Written instruction
Print the following entries line for line, with no changes.

Stored data entries:

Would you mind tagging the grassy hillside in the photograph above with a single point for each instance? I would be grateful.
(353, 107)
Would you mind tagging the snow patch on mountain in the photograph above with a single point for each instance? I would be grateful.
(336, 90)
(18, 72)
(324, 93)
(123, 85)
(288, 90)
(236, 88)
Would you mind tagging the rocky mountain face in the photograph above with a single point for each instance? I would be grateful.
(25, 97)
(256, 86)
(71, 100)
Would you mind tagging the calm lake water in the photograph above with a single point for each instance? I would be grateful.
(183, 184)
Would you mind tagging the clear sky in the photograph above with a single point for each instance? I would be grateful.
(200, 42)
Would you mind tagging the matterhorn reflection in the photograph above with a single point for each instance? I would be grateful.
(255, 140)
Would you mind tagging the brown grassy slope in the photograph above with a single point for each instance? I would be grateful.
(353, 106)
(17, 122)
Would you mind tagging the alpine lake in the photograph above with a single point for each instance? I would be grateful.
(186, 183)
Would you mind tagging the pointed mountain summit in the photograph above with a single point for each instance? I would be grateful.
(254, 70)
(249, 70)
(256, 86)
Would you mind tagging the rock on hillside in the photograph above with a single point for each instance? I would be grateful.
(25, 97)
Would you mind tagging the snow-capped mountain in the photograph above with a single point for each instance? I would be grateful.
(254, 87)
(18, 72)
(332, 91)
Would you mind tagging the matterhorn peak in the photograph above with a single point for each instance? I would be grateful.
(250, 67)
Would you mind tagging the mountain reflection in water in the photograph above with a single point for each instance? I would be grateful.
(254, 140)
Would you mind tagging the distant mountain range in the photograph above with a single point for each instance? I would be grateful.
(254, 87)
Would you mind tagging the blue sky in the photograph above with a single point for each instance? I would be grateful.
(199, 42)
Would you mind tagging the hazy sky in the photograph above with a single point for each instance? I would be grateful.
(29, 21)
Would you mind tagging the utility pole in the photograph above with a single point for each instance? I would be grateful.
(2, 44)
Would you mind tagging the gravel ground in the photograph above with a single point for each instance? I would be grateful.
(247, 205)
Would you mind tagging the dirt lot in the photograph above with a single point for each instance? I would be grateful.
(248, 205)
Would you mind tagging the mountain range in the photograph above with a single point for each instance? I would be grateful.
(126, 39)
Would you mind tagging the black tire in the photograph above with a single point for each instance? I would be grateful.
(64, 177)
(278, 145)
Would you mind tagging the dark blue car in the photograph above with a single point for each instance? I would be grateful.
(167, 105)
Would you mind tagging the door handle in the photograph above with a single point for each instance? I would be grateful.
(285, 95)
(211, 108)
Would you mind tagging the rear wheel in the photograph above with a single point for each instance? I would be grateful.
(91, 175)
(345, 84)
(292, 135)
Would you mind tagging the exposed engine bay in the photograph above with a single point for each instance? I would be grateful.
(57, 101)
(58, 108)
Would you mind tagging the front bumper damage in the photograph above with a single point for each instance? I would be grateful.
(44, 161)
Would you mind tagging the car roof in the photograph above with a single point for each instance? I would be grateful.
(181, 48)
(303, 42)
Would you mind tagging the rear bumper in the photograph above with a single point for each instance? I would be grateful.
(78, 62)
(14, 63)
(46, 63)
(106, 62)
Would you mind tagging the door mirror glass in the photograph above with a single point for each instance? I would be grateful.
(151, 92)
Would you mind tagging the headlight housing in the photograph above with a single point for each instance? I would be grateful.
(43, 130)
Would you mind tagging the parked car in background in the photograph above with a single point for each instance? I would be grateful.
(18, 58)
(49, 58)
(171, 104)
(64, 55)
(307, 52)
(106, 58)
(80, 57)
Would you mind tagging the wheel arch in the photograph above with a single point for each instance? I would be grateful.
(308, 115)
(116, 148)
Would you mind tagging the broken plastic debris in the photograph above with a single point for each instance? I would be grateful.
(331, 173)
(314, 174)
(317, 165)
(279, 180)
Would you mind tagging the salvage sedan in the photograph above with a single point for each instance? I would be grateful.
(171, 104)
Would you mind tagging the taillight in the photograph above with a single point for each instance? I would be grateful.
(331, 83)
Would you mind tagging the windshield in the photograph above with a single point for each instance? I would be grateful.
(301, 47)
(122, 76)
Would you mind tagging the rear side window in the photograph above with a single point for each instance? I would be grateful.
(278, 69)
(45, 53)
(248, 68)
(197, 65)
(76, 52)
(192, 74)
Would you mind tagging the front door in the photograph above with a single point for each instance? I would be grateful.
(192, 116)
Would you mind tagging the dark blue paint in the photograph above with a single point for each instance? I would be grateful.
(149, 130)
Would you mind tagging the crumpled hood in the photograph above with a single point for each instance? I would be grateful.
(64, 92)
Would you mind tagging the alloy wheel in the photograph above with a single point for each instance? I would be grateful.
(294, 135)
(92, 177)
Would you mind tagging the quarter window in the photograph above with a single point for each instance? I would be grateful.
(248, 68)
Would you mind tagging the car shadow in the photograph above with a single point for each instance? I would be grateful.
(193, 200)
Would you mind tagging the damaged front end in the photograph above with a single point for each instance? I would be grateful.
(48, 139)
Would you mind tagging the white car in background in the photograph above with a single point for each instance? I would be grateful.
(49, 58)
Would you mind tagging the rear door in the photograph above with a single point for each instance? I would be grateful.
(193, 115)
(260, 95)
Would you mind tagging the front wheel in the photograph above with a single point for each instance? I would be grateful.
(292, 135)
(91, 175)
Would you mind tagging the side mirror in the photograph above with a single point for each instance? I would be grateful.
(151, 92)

Output of the task
Would you mind tagging the grassy hillside in the photograph above with a single point for each instance? I would be grateful.
(353, 107)
Would you mind tagging the snow patch on mountain in the photograph above with a single point for each instance? I would be grateful.
(336, 90)
(18, 72)
(324, 93)
(123, 85)
(288, 90)
(236, 88)
Would you mind tagging the rocky mountain face in the photograph above with a single point for each instance? I would be grateful.
(25, 97)
(256, 86)
(71, 100)
Would you mind tagging the calm lake water in the photograph above with a single point for each instance? I would be grateful.
(183, 184)
Would you mind tagging the clear sky in the photograph above with a single point for each instance? I would be grateful.
(200, 42)
Would you mind tagging the matterhorn reflection in the photograph above with a single point for each instance? I would be grateful.
(255, 140)
Would you mind tagging the brown grassy slope in the photograph above with a single point for each instance? I would be grateful.
(353, 106)
(17, 122)
Would you mind tagging the alpine lake in the photograph above with a single point for each instance? I would be grateful.
(186, 183)
Would you mind tagging the pointed mountain summit in the photograph above with a single point for each instance? I would be grateful.
(254, 70)
(249, 70)
(256, 86)
Would you mind tagging the rock on hillside in the photograph above with a single point for each instance? I would be grateful.
(25, 97)
Would you mind tagging the snow-capped mountain in the photograph above with a single point for each instance? I would be grateful.
(254, 87)
(18, 72)
(332, 91)
Would you mind tagging the matterhorn peak in the photograph above with a single point for each instance? I would be grateful.
(250, 67)
Would you mind tagging the mountain reflection in water in the photograph above with a single point for each instance? I would be grateful.
(254, 140)
Would you mind tagging the distant mountain range in the photograph above with a single point for each instance? I would be grateful.
(254, 87)
Would you mind tagging the blue sky in the photograph above with a single point for each instance? I would be grateful.
(199, 42)
Would you mind tagging the hazy sky in the photograph above with a single point for each instance? I would be grateful.
(29, 21)
Would you mind tagging the utility pole in the photograph above with a single point for each instance? I would be grateful.
(2, 44)
Would you mind tagging the gravel ground in the photograph above with a single point for each instance? I would be grateful.
(247, 205)
Would you mind tagging the dirt lot in the photograph above with a single point for each instance? I would be grateful.
(248, 205)
Would you mind tagging the mountain range in the photograph above with a single point for each instance? I would be grateful.
(126, 39)
Would you mind tagging the black tire in the photograph above with a single point for each instance? I would be grateful.
(64, 177)
(278, 145)
Would you mind tagging the dark blue car in the photograph above with a single point for each instance? I would be grateful.
(167, 105)
Would you mind tagging the door handle in the photograph above with a single point for each instance? I would be grateful.
(285, 95)
(211, 108)
Would you mind tagging the rear wheel in the photograph above with a single point for each instance? I would be grateful.
(91, 175)
(345, 84)
(292, 135)
Would you mind tagging the exposed engine bay in the photograph above with a single point for each instance? I would be grateful.
(57, 101)
(58, 108)
Would you mind tagging the front bumper damage in the photograph above with a single point for each instance? I would be grateful.
(44, 161)
Would you mind tagging the car roof in the photograph above with a single point for each instance? I would be grateful.
(181, 48)
(303, 42)
Would you mind tagging the rear bumper in the photograph above with a single point for each instance? I would be grateful.
(78, 62)
(14, 63)
(46, 63)
(106, 62)
Would you mind tagging the door mirror glass in the photograph above with a single point for each instance? I would be grateful.
(151, 92)
Would you mind tagging the headlight housing in the photograph above with a single point for each instance? I would be grateful.
(43, 130)
Would you mind tagging the parked car in background in the photograph above with a single point for each instance? I would be grateful.
(18, 58)
(49, 58)
(171, 104)
(64, 55)
(307, 52)
(106, 58)
(80, 57)
Would you mind tagging the wheel arch in the photograph above with a single point for each instance? I would be grateful.
(308, 115)
(116, 148)
Would you mind tagging the broken plastic debris in the photograph above with a single point for each instance? I would be grateful.
(331, 173)
(314, 174)
(317, 165)
(279, 180)
Would you mind tagging the salvage sedan in the photograph above with a single point for each instance? I would be grateful.
(171, 104)
Would you mind tagging the taillight in the photograph above with a single point for each instance? I would be grateful.
(331, 83)
Would you mind tagging the windshield in the photograph above with a single point for each instance? I would be grateful.
(301, 47)
(122, 76)
Would you mind tagging the rear side window in the photograph above with a single point for each instance? I would be grateful.
(278, 69)
(45, 53)
(248, 68)
(197, 65)
(76, 52)
(192, 74)
Would you mind tagging the front door in the photograph above with a single point for each instance? I would be grateful.
(192, 116)
Would you mind tagging the dark blue paint in the photograph above with a single point for each instance? I would be grateful.
(149, 130)
Would you mind tagging the crumpled hood in the photograph above with a single point for each instance? I would be grateful.
(64, 92)
Would you mind tagging the alloy wheel in the photograph above with a single point for each instance? I would be grateful.
(294, 135)
(92, 177)
Would you mind tagging the quarter window in the photograph above with a single point for each instance? I would be grateful.
(248, 68)
Would you mind tagging the car shadow in the photograph above with a single point for each instance? I would be grateful.
(193, 200)
Would you mind tagging the damaged front end in the photograph above with a single point for each instance? I would be grateful.
(48, 139)
Would you mind tagging the white car in background in the photograph above with a single point for each instance? I would be grateful.
(49, 58)
Would you mind tagging the rear door in the photograph above with a single point for each instance? I would be grateful.
(193, 115)
(260, 95)
Would you mind tagging the front wheel in the photograph above with a single point for each instance? I would be grateful.
(292, 135)
(91, 175)
Would you mind tagging the side mirror in the photograph above with a single point for each instance? I would be grateful.
(151, 92)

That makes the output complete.